> **GIVEN PASSAGE**
◆ ◆ ◆ ◆ ◆

Theorem lets_for_APPEND:
  ∀ws1 ws2 cn ar v n w b.
    lets_for cn ar v (ws1 ++ ws2) b =
      lets_for cn ar v ws1 (lets_for cn ar v ws2 b)
Proof
  Induct >> rw[lets_for_def] >>
  PairCases_on `h` >> simp[lets_for_def]
QED

Theorem cexp_wf_tcexp_wf:
  ∀e. NestedCase_free e ⇒ (cexp_wf e ⇔ tcexp_wf (tcexp_of e) ∧ cexp_Lits_wf e)
Proof
  recInduct cexp_wf_ind >>
  rw[cexp_wf_def, tcexp_of_def, tcexp_wf_def, cexp_Lits_wf_def] >>
  gvs[EVERY_MAP, EVERY_MEM, FORALL_PROD, MEM_MAP,
      EXISTS_PROD, PULL_EXISTS, MEM_FLAT] >>
  eq_tac >> rw[] >> res_tac
  >- (Cases_on ‘eopt’ >> gvs[] >> rpt (pairarg_tac >> gvs[]) >> metis_tac[])
  >- (
    qmatch_goalsub_abbrev_tac `ALL_DISTINCT foo` >>
    qmatch_asmsub_abbrev_tac `ALL_DISTINCT bar` >>
    qsuff_tac `foo = bar` >> rw[] >> unabbrev_all_tac >> gvs[] >>
    gvs[MAP_MAP_o, combinTheory.o_DEF, LAMBDA_PROD] >> Cases_on `eopt` >> rw[] >>
    rpt (pairarg_tac >> gvs[]) >> rw[MAP_EQ_f] >> pairarg_tac >> gvs[]
    )
  >- (Cases_on ‘eopt’ >> gvs[] >> rpt (pairarg_tac >> gvs[]) >> metis_tac[])
  >- (Cases_on ‘eopt’ >> gvs[] >> rpt (pairarg_tac >> gvs[]) >> metis_tac[])
  >- (
    qmatch_goalsub_abbrev_tac `ALL_DISTINCT foo` >>
    qmatch_asmsub_abbrev_tac `ALL_DISTINCT bar` >>
    qsuff_tac `foo = bar` >> rw[] >> unabbrev_all_tac >> gvs[] >>
    gvs[MAP_MAP_o, combinTheory.o_DEF, LAMBDA_PROD] >> Cases_on `eopt` >> rw[] >>
    rpt (pairarg_tac >> gvs[]) >> rw[MAP_EQ_f] >> pairarg_tac >> gvs[]
    )
QED

Theorem freevars_tcexp_of:
  ∀ce. NestedCase_free ce ⇒ (freevars_tcexp (tcexp_of ce) = freevars_cexp ce)

◆ ◆ ◆ ◆ ◆

> **EXTRACTED ENTRIES**
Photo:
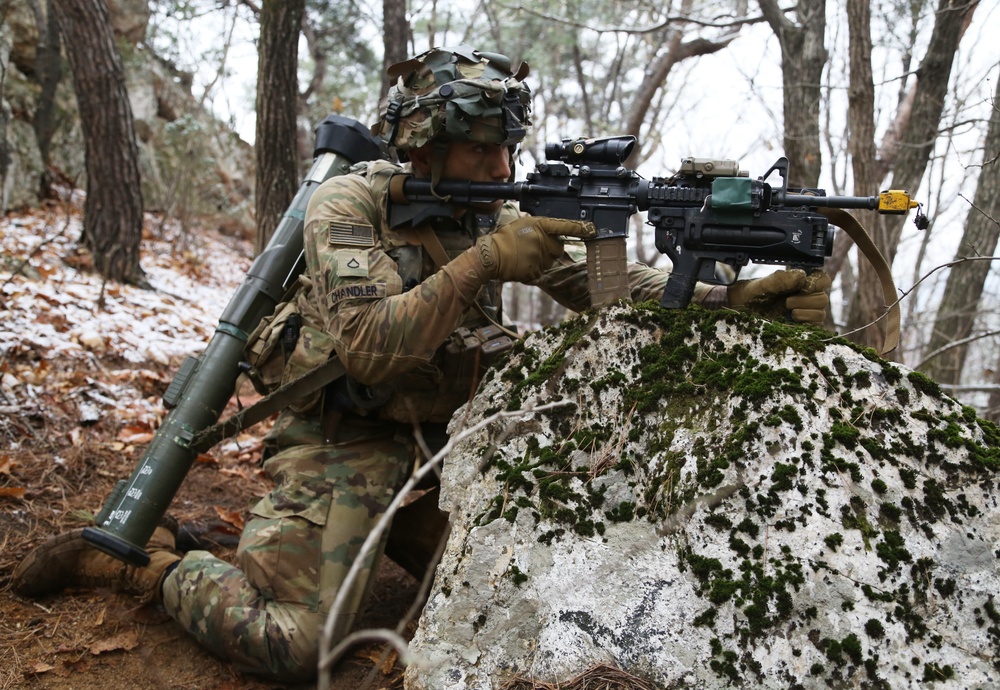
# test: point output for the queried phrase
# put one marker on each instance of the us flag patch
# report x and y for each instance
(351, 234)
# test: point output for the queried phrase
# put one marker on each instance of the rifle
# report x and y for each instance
(203, 385)
(710, 212)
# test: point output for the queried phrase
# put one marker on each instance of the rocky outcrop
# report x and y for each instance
(721, 502)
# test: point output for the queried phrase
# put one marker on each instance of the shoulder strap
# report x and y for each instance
(866, 246)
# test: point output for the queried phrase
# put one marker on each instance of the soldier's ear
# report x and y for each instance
(420, 159)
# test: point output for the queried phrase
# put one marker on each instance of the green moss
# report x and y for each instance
(874, 629)
(924, 384)
(516, 576)
(833, 541)
(933, 672)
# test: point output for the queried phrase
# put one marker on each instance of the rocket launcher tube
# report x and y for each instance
(136, 505)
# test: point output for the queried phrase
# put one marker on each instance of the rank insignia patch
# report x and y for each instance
(351, 234)
(352, 263)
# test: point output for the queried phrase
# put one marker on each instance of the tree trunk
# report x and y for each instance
(914, 152)
(277, 107)
(112, 214)
(395, 38)
(49, 66)
(803, 57)
(959, 304)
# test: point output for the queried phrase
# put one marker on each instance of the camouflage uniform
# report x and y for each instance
(389, 314)
(376, 300)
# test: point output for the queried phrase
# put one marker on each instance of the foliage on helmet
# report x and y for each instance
(455, 94)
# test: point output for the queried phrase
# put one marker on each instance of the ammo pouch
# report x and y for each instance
(287, 344)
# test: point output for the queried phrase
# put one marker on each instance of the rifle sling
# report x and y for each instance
(866, 245)
(314, 379)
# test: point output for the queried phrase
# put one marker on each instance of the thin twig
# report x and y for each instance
(904, 293)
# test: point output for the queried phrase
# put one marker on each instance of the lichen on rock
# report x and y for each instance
(721, 502)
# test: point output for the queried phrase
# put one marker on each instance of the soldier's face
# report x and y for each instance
(468, 160)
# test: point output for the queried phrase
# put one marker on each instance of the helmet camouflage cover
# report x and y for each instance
(455, 94)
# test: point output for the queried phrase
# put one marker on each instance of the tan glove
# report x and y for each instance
(781, 292)
(525, 248)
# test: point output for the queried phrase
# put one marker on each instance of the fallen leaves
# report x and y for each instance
(231, 517)
(122, 641)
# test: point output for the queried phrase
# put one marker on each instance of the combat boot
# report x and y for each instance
(66, 560)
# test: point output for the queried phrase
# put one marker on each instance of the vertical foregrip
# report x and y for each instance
(680, 284)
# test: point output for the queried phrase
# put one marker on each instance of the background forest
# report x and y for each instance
(208, 108)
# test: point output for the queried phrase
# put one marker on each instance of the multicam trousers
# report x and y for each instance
(266, 613)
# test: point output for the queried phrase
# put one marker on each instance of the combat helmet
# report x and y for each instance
(455, 94)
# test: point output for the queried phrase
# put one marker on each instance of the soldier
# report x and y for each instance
(387, 300)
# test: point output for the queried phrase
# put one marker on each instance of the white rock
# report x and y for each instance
(726, 504)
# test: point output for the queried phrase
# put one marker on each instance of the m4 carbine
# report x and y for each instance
(709, 212)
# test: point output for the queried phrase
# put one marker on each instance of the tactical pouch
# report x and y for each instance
(288, 344)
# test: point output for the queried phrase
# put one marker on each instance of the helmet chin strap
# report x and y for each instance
(439, 151)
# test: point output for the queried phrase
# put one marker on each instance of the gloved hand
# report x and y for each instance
(783, 291)
(525, 248)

◆ ◆ ◆ ◆ ◆

> **PROBLEM SET**
1) Repeat the part of the proof script between "lets_for cn ar v (ws1" and "e) ∧ cexp_Lits_wf e)", inclusive.
2) Answer these about the proof script:
(a) What is the name of the first theorem?
(b) Which tactic opens the proof of cexp_wf_tcexp_wf?
(c) What condition on ce does freevars_tcexp_of assume?
3) Turn the block of the proof script that begins "Theorem lets_for_APPEND:" into a short list that keeps its main facts.
You won't need the listing for any of this.

> **IN RESPONSE**
1)
lets_for cn ar v (ws1 ++ ws2) b =
      lets_for cn ar v ws1 (lets_for cn ar v ws2 b)
Proof
  Induct >> rw[lets_for_def] >>
  PairCases_on `h` >> simp[lets_for_def]
QED

Theorem cexp_wf_tcexp_wf:
  ∀e. NestedCase_free e ⇒ (cexp_wf e ⇔ tcexp_wf (tcexp_of e) ∧ cexp_Lits_wf e)

2)
(a) lets_for_APPEND
(b) recInduct cexp_wf_ind
(c) NestedCase_free ce

3)
- Theorem: lets_for_APPEND
- Statement: for all ws1, ws2, cn, ar, v, n, w and b, lets_for cn ar v (ws1 ++ ws2) b equals lets_for cn ar v ws1 (lets_for cn ar v ws2 b)
- Proof: Induct, then rw[lets_for_def], then PairCases_on `h`, then simp[lets_for_def]